Input records:
▬▬▬

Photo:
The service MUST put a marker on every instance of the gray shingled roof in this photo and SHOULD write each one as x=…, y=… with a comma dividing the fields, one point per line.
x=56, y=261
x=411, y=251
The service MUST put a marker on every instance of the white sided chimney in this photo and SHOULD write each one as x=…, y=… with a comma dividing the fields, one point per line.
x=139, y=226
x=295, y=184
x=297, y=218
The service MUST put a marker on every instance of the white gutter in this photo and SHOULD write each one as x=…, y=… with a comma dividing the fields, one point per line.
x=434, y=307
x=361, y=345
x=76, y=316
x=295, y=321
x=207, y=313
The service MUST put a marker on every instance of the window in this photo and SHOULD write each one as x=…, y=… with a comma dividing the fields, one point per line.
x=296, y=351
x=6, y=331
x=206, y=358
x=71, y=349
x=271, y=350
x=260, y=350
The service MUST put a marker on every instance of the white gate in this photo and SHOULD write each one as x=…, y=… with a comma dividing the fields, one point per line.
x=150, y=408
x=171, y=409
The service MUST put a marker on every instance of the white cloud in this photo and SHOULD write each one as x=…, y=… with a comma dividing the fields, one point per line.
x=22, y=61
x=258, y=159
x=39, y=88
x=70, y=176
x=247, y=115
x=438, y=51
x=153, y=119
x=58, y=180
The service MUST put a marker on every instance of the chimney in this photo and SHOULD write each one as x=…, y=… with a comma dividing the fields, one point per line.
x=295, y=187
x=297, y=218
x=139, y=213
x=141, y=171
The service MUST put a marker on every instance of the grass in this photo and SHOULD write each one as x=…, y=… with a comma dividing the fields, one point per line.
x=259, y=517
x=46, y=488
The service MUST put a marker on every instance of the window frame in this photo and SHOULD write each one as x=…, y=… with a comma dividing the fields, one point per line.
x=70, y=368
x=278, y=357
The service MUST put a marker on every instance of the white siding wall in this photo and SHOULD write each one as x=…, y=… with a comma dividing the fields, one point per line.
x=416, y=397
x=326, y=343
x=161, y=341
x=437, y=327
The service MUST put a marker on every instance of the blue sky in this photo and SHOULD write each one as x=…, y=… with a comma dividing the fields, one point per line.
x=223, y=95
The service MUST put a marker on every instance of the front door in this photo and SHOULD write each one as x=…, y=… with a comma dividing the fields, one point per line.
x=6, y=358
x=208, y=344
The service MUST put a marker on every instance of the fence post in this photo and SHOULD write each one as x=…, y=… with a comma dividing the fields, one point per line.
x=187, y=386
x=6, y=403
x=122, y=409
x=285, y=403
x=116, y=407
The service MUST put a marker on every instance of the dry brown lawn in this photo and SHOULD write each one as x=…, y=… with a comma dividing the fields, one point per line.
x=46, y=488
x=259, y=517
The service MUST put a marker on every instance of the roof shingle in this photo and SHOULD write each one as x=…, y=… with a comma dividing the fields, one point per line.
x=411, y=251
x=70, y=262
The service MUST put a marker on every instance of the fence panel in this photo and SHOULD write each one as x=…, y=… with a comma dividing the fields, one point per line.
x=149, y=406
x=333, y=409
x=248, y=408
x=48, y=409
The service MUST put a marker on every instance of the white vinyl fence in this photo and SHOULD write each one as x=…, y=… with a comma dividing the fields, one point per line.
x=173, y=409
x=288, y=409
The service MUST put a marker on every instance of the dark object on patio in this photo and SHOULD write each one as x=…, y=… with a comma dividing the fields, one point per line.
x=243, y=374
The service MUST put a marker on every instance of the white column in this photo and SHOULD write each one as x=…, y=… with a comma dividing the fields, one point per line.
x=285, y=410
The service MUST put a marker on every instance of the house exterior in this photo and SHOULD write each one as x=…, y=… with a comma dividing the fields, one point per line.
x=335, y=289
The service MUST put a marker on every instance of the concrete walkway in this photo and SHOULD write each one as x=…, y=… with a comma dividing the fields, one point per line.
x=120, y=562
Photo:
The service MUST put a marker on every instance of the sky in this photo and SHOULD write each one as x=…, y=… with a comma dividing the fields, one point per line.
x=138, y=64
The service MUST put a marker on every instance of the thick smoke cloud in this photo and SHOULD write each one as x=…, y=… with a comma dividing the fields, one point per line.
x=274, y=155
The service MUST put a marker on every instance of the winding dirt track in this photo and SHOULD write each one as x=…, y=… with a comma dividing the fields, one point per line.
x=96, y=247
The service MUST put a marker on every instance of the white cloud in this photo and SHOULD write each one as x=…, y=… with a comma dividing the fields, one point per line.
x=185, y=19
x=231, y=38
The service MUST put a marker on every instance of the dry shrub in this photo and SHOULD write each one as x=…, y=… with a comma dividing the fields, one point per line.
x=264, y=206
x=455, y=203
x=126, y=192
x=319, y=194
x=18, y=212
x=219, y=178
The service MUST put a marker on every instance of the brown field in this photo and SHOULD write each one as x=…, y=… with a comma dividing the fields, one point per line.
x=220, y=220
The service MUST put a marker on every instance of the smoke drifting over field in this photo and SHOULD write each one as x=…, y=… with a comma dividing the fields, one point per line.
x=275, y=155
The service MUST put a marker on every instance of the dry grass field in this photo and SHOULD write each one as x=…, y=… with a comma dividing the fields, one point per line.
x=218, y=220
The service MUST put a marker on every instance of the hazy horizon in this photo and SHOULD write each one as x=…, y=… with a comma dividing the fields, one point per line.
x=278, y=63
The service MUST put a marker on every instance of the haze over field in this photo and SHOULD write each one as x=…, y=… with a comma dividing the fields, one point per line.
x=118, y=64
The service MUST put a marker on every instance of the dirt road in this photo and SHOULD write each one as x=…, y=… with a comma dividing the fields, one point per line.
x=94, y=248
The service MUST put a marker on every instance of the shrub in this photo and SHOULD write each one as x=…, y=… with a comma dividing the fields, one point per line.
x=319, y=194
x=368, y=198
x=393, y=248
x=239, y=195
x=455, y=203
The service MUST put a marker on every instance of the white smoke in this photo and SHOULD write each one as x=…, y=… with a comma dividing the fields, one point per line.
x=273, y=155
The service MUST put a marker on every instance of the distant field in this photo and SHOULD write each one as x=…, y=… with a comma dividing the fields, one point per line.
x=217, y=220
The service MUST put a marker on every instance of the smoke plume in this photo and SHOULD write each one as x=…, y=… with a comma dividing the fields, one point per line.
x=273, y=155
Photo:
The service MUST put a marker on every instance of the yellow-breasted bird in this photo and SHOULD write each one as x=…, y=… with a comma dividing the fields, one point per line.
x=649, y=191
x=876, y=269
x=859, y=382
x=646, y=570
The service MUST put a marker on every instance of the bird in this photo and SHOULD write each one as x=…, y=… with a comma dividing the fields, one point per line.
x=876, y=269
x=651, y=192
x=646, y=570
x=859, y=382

▬▬▬

What you are asked to do:
Rewrite the data above with every occurrence of "comma" changed to "semicolon", keeping everything else unchanged.

Problem solution:
Photo:
The service MUST put a marker on every instance of the gray shingled roof in this photo and SHOULD write each one as x=…, y=… with a semicolon dividing the fields, one point per line.
x=56, y=261
x=411, y=251
The service MUST put a marker on every instance of the white sided chimney in this photo and SHOULD write each one as x=…, y=… with a semicolon dividing the fields, one point per line.
x=139, y=226
x=295, y=184
x=297, y=218
The service MUST put a marker on every instance of the white gutter in this photo and SHOULD write each one as x=…, y=… with a semicolon dividing the fields, one point per line.
x=434, y=307
x=361, y=345
x=76, y=316
x=295, y=321
x=207, y=313
The service MUST put a marker on every instance of the window in this photo and SHOULD write each one as x=…, y=… with a semicolon dividing the fields, one point per line.
x=296, y=351
x=6, y=331
x=206, y=358
x=71, y=349
x=271, y=350
x=260, y=350
The service MUST put a marker on every instance of the white gate in this photo and SHOULD write each one as x=…, y=… with a semicolon dividing the fields, one point per line.
x=150, y=408
x=171, y=409
The service MUST put a marker on every instance of the white cloud in this photo and SHOULD write each one as x=…, y=… with a semicolon dividing the fields, one point per line.
x=22, y=61
x=258, y=159
x=39, y=88
x=70, y=176
x=247, y=115
x=438, y=51
x=153, y=119
x=58, y=180
The service MUST put a marker on every instance of the chimney in this photo and SHOULD write each one as x=…, y=… with a semicolon dividing the fields, one point per line.
x=295, y=187
x=297, y=218
x=139, y=213
x=141, y=171
The service MUST put a marker on every instance of the grass in this photo and SHOULD write each one as x=…, y=… with a semicolon dividing the fields, one point per line.
x=259, y=517
x=46, y=488
The service MUST put a marker on every instance of the window frame in this photo and SHOULD write each one as x=…, y=… with a semicolon dividing the fields, one point per line.
x=70, y=368
x=278, y=357
The service MUST put a marker on every instance of the white siding wall in this photo and SHOULD write each one as x=…, y=… with a semicolon dividing the fields, one point per line.
x=416, y=397
x=326, y=343
x=161, y=341
x=437, y=327
The service MUST put a marker on every instance of the blue sky in this photo and SHOULD write each one as x=…, y=… with a semicolon dividing the fields, one point per line.
x=223, y=95
The service MUST put a marker on every instance of the front door in this photo and SHOULD write each one as x=…, y=… with a semicolon dividing the fields, one point per line.
x=6, y=358
x=208, y=344
The service MUST put a marker on every instance of the fence post in this photo and SHOULD write each one as x=…, y=… with a semicolon dividing the fields, one point per line.
x=187, y=386
x=6, y=403
x=122, y=409
x=285, y=403
x=116, y=407
The service MUST put a marker on every instance of the dry brown lawn in this photo and SHOULD write each one as x=…, y=… with a semicolon dividing the fields, one point per line.
x=46, y=488
x=259, y=517
The service MUST put a marker on every instance of the roof shingle in this photo and SHOULD write each one as x=…, y=… with a semicolon dividing the fields, one point per line.
x=411, y=251
x=70, y=262
The service MUST put a marker on every instance of the fence panel in this photo and SHOULD write each one as x=…, y=… with a semicolon dividing the fields, one point per line.
x=149, y=406
x=333, y=409
x=248, y=408
x=48, y=409
The service MUST put a marker on every instance of the white vinyl fence in this photo and SHOULD write each one as x=…, y=… with a semicolon dividing the fields, one point per line.
x=173, y=409
x=288, y=409
The service MUST put a marker on every instance of the dark object on patio in this photo and SHOULD write each one as x=…, y=… with a semicolon dividing the fields, one point per line.
x=243, y=374
The service MUST put a marker on every instance of the white column in this photo and SHOULD write each one as x=…, y=… with a semicolon dividing the fields, one point per line.
x=285, y=410
The service MUST put a marker on every instance of the house exterior in this photo and SHOULD write each one as x=…, y=… with a semicolon dividing the fields, one point per line.
x=335, y=289
The service MUST put a marker on every instance of the concrete walkway in this photo and SHOULD write each one as x=…, y=… with a semicolon dividing the fields, one point per line.
x=120, y=562
Photo:
The service MUST put a marker on every instance of the sky in this photo and SHOULD write each one as x=…, y=… with a semicolon dividing the fields, one point per line.
x=138, y=64
The service MUST put a marker on every instance of the thick smoke cloud in this photo and SHOULD write each one as x=…, y=… with a semicolon dividing the fields, one point per line.
x=274, y=155
The service MUST put a marker on every instance of the winding dirt track in this photo and SHOULD write each one as x=…, y=… with a semicolon dividing the fields, one point per line.
x=96, y=247
The service MUST put a marker on every instance of the white cloud in this photo and SHOULD write each one as x=…, y=… with a semicolon dividing the fields, one point per line.
x=185, y=19
x=231, y=38
The service MUST put a marker on every instance of the dry shrub in this photo and SHOULD write each one as x=…, y=… with a semicolon dividing the fields, one point per line.
x=264, y=206
x=455, y=203
x=126, y=192
x=319, y=194
x=18, y=212
x=219, y=178
The service MUST put a marker on every instance of the brown field in this photo and SHOULD write each one as x=…, y=… with a semicolon dividing the fields, one point per line.
x=220, y=220
The service MUST put a marker on every instance of the smoke drifting over field in this photo and SHOULD write each one as x=…, y=… with a semicolon dividing the fields, one point per line.
x=275, y=155
The service MUST put a marker on every instance of the dry grass field in this photo and SHOULD write each one as x=…, y=… with a semicolon dividing the fields, one point per line.
x=218, y=220
The service MUST put a marker on every instance of the hazy horizon in this photo and SHOULD write each one as x=…, y=… with a semicolon dividing the fields, one point per line.
x=278, y=63
The service MUST put a marker on every instance of the haze over field in this photo and SHOULD write each one as x=…, y=… with a semicolon dividing the fields, one point per line.
x=118, y=64
The service MUST put a marker on every instance of the dirt road in this photo and SHOULD write each one as x=…, y=… with a semicolon dividing the fields, one point per line.
x=94, y=248
The service MUST put a marker on every instance of the shrub in this photo and SHOULD write each one as x=…, y=… with a semicolon dividing the fields, one point per line.
x=319, y=194
x=368, y=198
x=393, y=248
x=239, y=195
x=455, y=203
The service MUST put a marker on every instance of the white smoke in this photo and SHOULD write each one as x=…, y=… with a semicolon dividing the fields, one point per line.
x=273, y=155
The service MUST put a marker on every instance of the distant field in this photo and SHOULD write each one as x=…, y=… with a semicolon dividing the fields, one point per line.
x=217, y=220
The service MUST put a marker on every instance of the smoke plume in this photo and SHOULD write each one as x=…, y=… with a semicolon dividing the fields, one point per line.
x=273, y=155
Photo:
The service MUST put a marker on every instance of the yellow-breasted bird in this photo and SHOULD write each one as x=…, y=… with a semicolon dividing the fields, one point per line.
x=649, y=191
x=876, y=269
x=859, y=382
x=646, y=570
The service MUST put a marker on every instance of the bird in this photo and SHOULD write each one as x=…, y=… with a semicolon dividing the fields, one point per line.
x=876, y=269
x=651, y=192
x=646, y=570
x=859, y=382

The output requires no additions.